**Short exercise 1**.
In the forum thread on dog training, at what age was the dog that later took an obedience class first seen to be dog reactive?
**Short exercise 2**.
Substitute "head halter" for "gentle leader" in the forum thread on dog training, copying the part starting at "I want to do" and ending at "(Feb 13, 2009)".

**Passage to read**.
--- begin ---

It costed me nothing to have my dog evaluated for IPO. Maybe you can just visit your local club and have a casual meet up like me. I told the IPO director my observations of my dog, then the IPO director saw the dog, saw how she reacted to the environment and told me right away why she is not a good candidate.


----------



## scarfish (Apr 9, 2013)

not all GSDs are cut out for protection training. my dog is a timid dud when it comes to that. our trainer is honest and won't charge us for doing training she would suck at. instead we do rally and agility. there's a lot of different things to get into and not all dogs are cut out for all of them.


----------



## Moriah (May 20, 2014)

I saw that my boy was dog reactive at an early age--11 weeks. Fantastic dog with all kinds of people, noises, equipment, etc. On this forum I learned about doing exercises from Control Unleashed and worked on a lot of engagement. I walked early morning and just before sundown on 35 ft. lunge line and harness. One park is better in the morning for avoiding dogs and a different one in the pm. I avoided other dogs on purpose so as not to make the situation worse.

When I went places where there were dogs, like the feed store, I corrected him with a prong collar which suppressed the barking and lunging.

I waited until I had lots of engagement behind us and signed up for a basic obedience class at 8.5 months with other dogs. He is reactive, but settles quickly because of the exercise (games) I did in Control Unleashed. I am also going to take a Reactive Rover class in January to counter condition. I slept in late today and went to the park later than usual. He knows that if he sees another dog in the distance to come back to me and I will give him lots of treats.

If a dog is too close, he's an embarrassing maniac. That's why we are taking classes specifically for dog reactivity.

I want to do off-leash sports with my dog, so I need to do more than suppress the behavior. I am not using a prong collar now. I use a gentle leader which has been effective on a 6 ft. leash.


----------



## Jax08 (Feb 13, 2009)

I think you are expecting WAYYYY to much from a 13 wk old puppy.

--- end ---

**Given entries**.
--- begin ---

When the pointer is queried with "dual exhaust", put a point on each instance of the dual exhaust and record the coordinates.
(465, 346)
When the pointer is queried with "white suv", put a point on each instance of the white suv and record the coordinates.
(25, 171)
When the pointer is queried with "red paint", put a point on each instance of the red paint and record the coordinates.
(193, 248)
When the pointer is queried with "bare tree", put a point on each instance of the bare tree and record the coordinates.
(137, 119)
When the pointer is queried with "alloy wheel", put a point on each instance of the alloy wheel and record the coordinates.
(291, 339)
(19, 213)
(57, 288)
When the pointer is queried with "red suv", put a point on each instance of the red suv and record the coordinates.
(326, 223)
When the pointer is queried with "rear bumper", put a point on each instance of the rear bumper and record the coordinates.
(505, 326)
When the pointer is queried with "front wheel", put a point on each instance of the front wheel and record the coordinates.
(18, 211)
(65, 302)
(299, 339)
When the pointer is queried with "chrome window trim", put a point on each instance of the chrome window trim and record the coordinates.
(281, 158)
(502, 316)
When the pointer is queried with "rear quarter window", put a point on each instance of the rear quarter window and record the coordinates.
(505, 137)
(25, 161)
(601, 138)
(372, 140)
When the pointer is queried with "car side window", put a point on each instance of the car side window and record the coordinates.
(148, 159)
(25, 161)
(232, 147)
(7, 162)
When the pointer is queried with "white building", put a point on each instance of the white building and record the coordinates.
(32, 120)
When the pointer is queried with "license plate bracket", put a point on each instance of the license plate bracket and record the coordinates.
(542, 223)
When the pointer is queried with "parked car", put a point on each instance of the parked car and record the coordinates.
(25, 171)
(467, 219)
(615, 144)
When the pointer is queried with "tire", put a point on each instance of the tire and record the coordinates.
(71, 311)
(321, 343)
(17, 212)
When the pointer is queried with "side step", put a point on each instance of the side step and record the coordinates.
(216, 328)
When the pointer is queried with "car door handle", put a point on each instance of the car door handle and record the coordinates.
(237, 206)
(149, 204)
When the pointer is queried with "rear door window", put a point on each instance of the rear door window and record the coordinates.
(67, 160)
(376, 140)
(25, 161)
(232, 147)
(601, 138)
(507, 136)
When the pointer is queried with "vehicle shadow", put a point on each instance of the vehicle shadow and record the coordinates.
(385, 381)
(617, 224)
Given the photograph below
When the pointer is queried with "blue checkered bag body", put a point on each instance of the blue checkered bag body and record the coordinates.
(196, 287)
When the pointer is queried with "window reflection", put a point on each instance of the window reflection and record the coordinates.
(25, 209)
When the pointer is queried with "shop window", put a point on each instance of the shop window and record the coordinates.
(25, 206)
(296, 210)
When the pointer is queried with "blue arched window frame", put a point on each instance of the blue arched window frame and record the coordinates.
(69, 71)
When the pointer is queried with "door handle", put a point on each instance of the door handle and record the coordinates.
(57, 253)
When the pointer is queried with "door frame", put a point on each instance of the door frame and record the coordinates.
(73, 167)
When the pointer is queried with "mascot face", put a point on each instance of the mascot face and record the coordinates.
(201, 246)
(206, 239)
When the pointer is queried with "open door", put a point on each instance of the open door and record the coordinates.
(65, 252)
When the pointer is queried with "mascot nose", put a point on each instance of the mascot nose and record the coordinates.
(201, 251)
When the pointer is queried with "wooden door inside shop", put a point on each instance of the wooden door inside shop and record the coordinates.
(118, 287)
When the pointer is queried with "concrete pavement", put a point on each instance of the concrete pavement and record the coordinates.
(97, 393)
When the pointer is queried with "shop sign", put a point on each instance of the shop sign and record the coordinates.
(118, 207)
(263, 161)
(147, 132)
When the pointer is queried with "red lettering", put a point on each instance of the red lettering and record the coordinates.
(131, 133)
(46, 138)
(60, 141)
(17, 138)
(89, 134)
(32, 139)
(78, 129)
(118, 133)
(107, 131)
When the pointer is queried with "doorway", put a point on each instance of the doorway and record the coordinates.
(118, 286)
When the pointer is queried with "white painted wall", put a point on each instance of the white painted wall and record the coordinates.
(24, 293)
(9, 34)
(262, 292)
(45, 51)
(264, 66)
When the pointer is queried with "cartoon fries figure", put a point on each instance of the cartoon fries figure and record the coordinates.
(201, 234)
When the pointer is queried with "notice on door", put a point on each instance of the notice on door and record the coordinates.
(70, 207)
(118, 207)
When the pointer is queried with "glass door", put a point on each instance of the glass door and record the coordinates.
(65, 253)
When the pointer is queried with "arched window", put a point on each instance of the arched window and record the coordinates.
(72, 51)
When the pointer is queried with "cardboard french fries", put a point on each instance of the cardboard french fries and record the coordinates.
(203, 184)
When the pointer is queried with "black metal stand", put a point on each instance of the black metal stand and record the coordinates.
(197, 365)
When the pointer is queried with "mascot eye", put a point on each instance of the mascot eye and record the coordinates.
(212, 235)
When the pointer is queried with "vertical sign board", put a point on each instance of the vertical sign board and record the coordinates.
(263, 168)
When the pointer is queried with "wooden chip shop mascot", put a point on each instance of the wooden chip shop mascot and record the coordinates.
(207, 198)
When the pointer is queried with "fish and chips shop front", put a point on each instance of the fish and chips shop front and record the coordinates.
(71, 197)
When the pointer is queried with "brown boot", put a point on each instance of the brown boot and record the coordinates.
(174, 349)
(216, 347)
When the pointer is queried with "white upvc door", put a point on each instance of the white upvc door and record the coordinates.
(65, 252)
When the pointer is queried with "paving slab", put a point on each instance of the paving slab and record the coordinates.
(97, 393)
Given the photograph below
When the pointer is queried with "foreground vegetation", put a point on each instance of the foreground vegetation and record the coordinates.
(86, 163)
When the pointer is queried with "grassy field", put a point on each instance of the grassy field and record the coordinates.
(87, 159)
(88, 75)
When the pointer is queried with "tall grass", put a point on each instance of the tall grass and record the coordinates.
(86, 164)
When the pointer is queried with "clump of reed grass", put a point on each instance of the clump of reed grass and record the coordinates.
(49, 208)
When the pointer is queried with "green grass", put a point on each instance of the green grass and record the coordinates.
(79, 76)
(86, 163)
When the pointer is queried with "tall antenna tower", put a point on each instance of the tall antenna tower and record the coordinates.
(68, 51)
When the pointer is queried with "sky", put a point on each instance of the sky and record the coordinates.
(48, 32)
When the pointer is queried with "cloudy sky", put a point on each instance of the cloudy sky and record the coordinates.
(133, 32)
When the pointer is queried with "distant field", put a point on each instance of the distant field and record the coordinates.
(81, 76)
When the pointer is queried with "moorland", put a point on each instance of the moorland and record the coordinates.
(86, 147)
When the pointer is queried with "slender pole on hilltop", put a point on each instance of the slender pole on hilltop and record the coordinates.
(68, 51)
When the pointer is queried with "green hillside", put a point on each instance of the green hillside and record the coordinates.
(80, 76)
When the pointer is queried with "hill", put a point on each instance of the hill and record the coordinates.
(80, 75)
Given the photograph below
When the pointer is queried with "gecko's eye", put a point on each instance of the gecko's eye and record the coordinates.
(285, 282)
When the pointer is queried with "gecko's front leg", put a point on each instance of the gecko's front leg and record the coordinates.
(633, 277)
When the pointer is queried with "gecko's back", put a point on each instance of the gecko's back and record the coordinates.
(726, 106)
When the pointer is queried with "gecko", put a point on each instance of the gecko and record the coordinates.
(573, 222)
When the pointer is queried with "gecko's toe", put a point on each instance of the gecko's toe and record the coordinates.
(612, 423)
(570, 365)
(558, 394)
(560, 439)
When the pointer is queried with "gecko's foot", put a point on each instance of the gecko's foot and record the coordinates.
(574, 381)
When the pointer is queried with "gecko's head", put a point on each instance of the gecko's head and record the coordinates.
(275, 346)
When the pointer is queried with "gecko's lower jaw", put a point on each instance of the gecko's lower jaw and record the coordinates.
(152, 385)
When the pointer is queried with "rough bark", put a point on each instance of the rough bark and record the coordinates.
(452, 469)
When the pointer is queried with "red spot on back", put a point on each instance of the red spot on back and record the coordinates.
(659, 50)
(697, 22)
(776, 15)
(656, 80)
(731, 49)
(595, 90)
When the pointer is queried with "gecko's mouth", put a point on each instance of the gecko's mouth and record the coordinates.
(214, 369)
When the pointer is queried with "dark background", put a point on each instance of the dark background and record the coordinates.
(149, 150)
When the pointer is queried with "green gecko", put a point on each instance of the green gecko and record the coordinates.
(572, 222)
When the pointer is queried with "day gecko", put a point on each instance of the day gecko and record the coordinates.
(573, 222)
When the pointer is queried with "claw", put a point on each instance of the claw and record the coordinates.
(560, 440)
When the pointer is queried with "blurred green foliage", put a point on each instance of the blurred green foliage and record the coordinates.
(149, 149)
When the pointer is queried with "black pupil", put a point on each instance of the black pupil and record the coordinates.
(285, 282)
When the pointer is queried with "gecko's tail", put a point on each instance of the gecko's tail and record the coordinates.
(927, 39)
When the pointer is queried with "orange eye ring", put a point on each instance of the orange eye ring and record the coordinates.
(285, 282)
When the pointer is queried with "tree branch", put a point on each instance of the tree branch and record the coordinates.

--- end ---

**Written answer 1**.
At 11 weeks.

**Written answer 2**.
I want to do off-leash sports with my dog, so I need to do more than suppress the behavior. I am not using a prong collar now. I use a head halter which has been effective on a 6 ft. leash.


----------



## Jax08 (Feb 13, 2009)